(Saved entries)
---+---

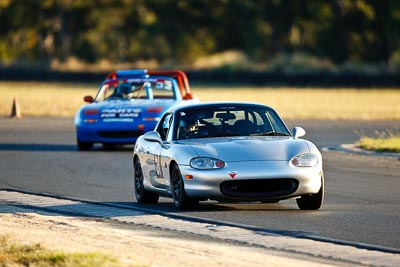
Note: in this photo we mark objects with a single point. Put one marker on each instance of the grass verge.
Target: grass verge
(64, 99)
(35, 255)
(384, 142)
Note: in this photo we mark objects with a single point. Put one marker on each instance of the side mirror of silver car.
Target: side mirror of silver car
(153, 136)
(298, 132)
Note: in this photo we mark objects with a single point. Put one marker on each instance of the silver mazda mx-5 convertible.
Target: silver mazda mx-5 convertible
(226, 151)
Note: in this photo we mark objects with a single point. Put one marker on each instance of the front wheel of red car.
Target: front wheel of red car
(312, 201)
(181, 200)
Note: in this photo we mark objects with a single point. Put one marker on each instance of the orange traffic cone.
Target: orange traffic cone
(15, 111)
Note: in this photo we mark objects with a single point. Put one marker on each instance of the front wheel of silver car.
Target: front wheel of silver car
(312, 201)
(142, 195)
(181, 200)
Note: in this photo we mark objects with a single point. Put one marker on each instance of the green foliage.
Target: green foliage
(388, 141)
(119, 31)
(36, 255)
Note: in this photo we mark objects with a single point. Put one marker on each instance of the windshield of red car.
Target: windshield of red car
(136, 89)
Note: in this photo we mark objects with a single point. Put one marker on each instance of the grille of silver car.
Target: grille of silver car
(262, 188)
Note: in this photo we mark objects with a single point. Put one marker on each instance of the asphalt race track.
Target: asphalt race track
(362, 202)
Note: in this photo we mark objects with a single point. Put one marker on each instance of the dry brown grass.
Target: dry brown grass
(63, 99)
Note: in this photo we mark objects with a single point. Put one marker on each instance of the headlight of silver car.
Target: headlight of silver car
(304, 160)
(205, 163)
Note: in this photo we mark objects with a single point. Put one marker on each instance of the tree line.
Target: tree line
(178, 32)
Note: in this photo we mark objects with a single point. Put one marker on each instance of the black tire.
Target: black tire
(181, 200)
(312, 201)
(84, 146)
(141, 194)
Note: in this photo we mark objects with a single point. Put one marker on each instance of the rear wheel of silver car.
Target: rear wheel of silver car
(312, 201)
(142, 195)
(181, 200)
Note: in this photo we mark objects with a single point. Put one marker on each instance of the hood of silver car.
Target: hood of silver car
(230, 149)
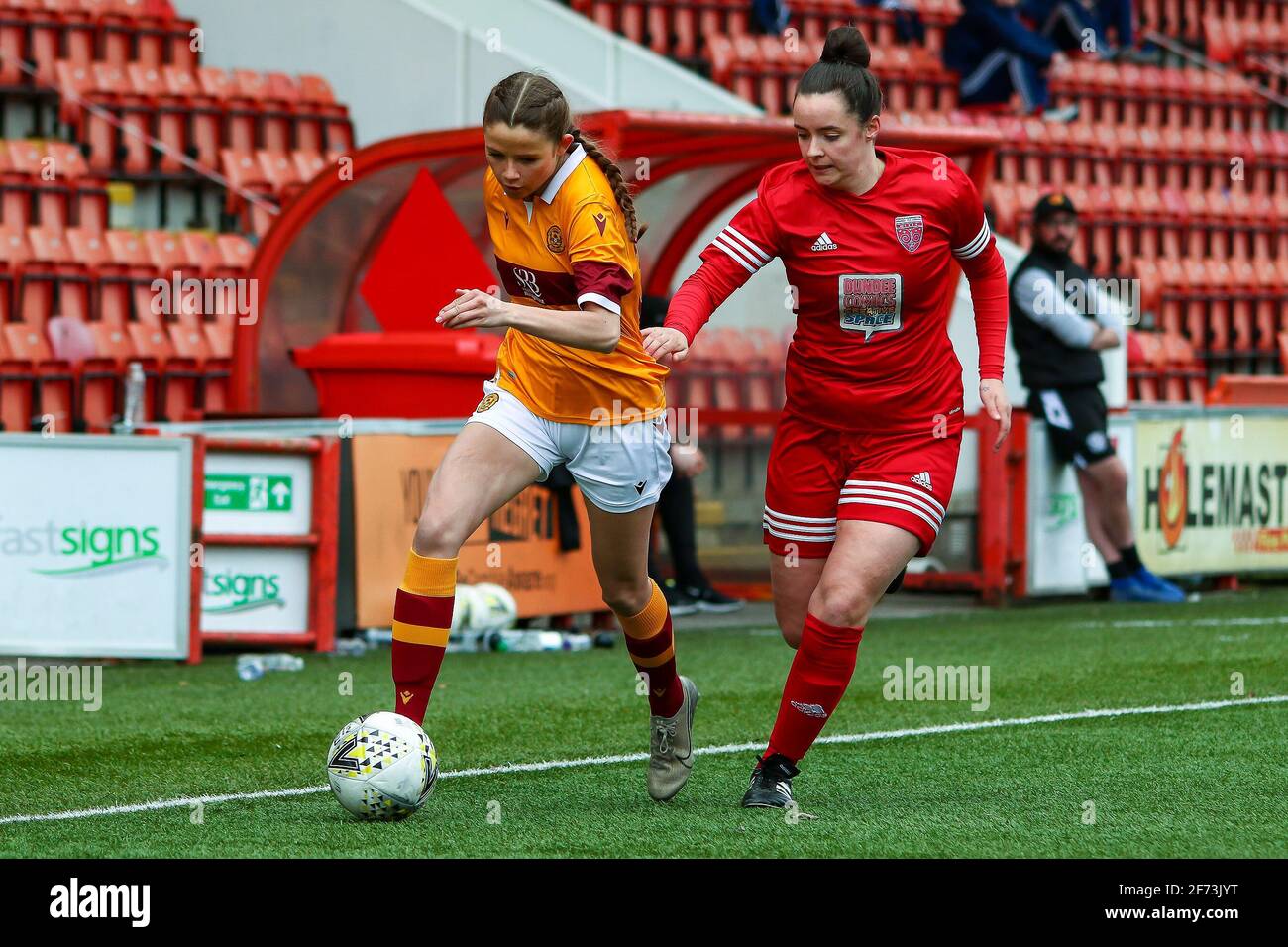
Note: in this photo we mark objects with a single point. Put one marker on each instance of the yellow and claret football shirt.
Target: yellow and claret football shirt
(567, 247)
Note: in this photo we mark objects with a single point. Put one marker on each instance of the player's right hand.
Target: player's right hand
(666, 344)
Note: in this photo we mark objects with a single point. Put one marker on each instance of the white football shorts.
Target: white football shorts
(619, 468)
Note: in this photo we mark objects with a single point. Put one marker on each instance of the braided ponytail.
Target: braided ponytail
(535, 102)
(621, 192)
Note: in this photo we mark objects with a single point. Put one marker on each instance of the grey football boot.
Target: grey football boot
(671, 746)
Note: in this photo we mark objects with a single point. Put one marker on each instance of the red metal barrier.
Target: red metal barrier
(1001, 508)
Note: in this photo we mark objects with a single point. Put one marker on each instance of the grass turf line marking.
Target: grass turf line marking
(639, 757)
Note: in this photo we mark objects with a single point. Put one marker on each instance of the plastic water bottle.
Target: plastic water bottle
(250, 667)
(377, 635)
(518, 639)
(351, 647)
(134, 381)
(282, 661)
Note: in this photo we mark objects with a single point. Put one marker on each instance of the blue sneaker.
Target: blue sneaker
(1160, 585)
(1136, 587)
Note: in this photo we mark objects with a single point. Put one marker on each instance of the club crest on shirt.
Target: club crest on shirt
(871, 303)
(554, 240)
(910, 231)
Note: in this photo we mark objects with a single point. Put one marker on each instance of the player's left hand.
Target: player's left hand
(475, 309)
(999, 406)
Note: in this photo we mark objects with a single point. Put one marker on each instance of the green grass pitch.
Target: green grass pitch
(1179, 784)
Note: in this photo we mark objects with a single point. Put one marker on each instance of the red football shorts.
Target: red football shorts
(818, 475)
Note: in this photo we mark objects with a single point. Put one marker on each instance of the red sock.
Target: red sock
(820, 672)
(423, 618)
(652, 647)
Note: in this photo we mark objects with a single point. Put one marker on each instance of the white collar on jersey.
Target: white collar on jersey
(565, 171)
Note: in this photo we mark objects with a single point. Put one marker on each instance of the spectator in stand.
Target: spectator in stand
(769, 17)
(907, 22)
(997, 55)
(1065, 22)
(690, 590)
(1059, 328)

---+---

# DIRECTIONS FOR THIS TASK
The records above, minus their pictures, are to be returned word for word.

# EXERCISE RESPONSE
Note: in this photo we mark objects with a single point. Put one marker on each instance of the grass verge.
Target: grass verge
(64, 99)
(35, 255)
(384, 142)
Note: in this photo we mark objects with a single point. Put one marker on each instance of the side mirror of silver car.
Target: side mirror of silver car
(153, 136)
(298, 132)
Note: in this photo we mark objects with a single point. Put one marker on each instance of the silver mazda mx-5 convertible.
Target: silver mazda mx-5 convertible
(226, 151)
Note: in this photo we mark objects with a single point. Put one marker on each instance of the front wheel of red car.
Target: front wheel of red car
(312, 201)
(181, 200)
Note: in this photo we mark objects with a single point. Put one marker on each instance of the orange traffic cone.
Target: orange traffic cone
(15, 111)
Note: in this photo we mark objects with a single point. Put one marker on each instance of the front wheel of silver car.
Target: front wheel of silver car
(312, 201)
(142, 195)
(181, 200)
Note: in this photo we mark objects with a single point. Put one marker on each instance of the green foliage.
Target: green foliage
(388, 141)
(119, 31)
(36, 255)
Note: in this photo we mark objects with a single point. Put one marker on each instance of the windshield of red car.
Target: windshield of red car
(136, 89)
Note: in this photo we mark objects with a single point. Put one marker on each instance of the grille of silver car.
Target: grille of silver car
(262, 188)
Note: in this photo we mark objects with a single point. Put one marker on each instance of the asphalt race track.
Target: asphalt race track
(362, 202)
Note: in this photo we mark objects with a single point. Put one marker on each instance of the dry brown grass.
Target: dry brown grass
(63, 99)
Note: in this photo we mark objects with a single point. Put one marker on each instance of the headlight of silver car.
Target: headlight of silver car
(304, 160)
(205, 163)
Note: in this photo we mark objects with a single point. Put one marker on each instance of the tree line.
Target: tree line
(178, 32)
Note: in this photo we mark objects with a single point. Put one marker on each instance of the black tire.
Target: black tire
(181, 200)
(312, 201)
(84, 146)
(141, 194)
Note: in this photo we mark objects with a single point. Put one marker on each instance of the rear wheel of silver car.
Target: rear wheel of silver car
(312, 201)
(142, 195)
(181, 200)
Note: in this photo we mark objects with a single point. Put one marker on each instance of the hood of silver car.
Target: hood of silver car
(230, 149)
Note: in this photo we mark objects with a single point. Put one marker on each instance of the yellow and claret football shirt.
Target: yellow and claret football shirt
(567, 247)
Note: in this photo we mark objects with a single point. Put one marker on each instance of the player's right hand.
Target: player's right hand
(666, 344)
Note: in this photo we mark objects with a single point. Put one marker on each instance of the white football shorts.
Target: white football shorts
(619, 468)
Note: in this photo we mark objects with a single point. Put one marker on each instance of the braided ponytail.
Target: braided ponytail
(535, 102)
(621, 192)
Note: in this photo we mark objects with a single point. Put one marker on each instance of the grey football boot.
Target: grey football boot
(671, 746)
Note: in this photo we mark objects with a single point. Put one marker on each instance of the red metal barrier.
Target: red metal barrier
(1001, 508)
Note: in this photo we mark objects with a single point. Put one marker on each instance of the grass turf line marking.
Target: grass turf line marking
(639, 757)
Note: in this photo we mark objects with a single point. Put one marker on each instance of the plastic water bottle.
Target: plastic water bottle
(250, 667)
(377, 635)
(518, 639)
(351, 647)
(134, 381)
(282, 661)
Note: in this photo we mark objects with a single point. Put one marker on each instance of the blue sneaker.
Target: blue sneaker
(1160, 585)
(1136, 587)
Note: in this photo we mark objects with a single point. Put one marker on each instance of the club crest on shirt.
Target: club crest on shirt
(871, 303)
(554, 240)
(910, 231)
Note: in this photo we mark objects with a single point. Put one marker on each instance of the player's left hand.
Target: player's left hand
(475, 309)
(999, 406)
Note: in this photo we mark objects with a single point. Put one marker on each instance of the green grass pitch.
Target: green grass pitch
(1179, 784)
Note: in this photo we mark objects with a single point. Put one marker on each instance of the red football shorts.
Target: red football shorts
(818, 475)
Note: in this photo we mark objects with a single point. Put one marker on each instance of the red sock.
Target: red sock
(820, 672)
(423, 618)
(652, 647)
Note: in this photo we mark objects with a single point. Put one marker on each instance of the white collar on jersey.
Target: white collar on jersey
(565, 171)
Note: in this photo we mark objects with a single point. Put one marker on each instance of the spectator in stand.
Target: spectator in stand
(769, 17)
(907, 22)
(997, 55)
(1065, 22)
(690, 590)
(1059, 328)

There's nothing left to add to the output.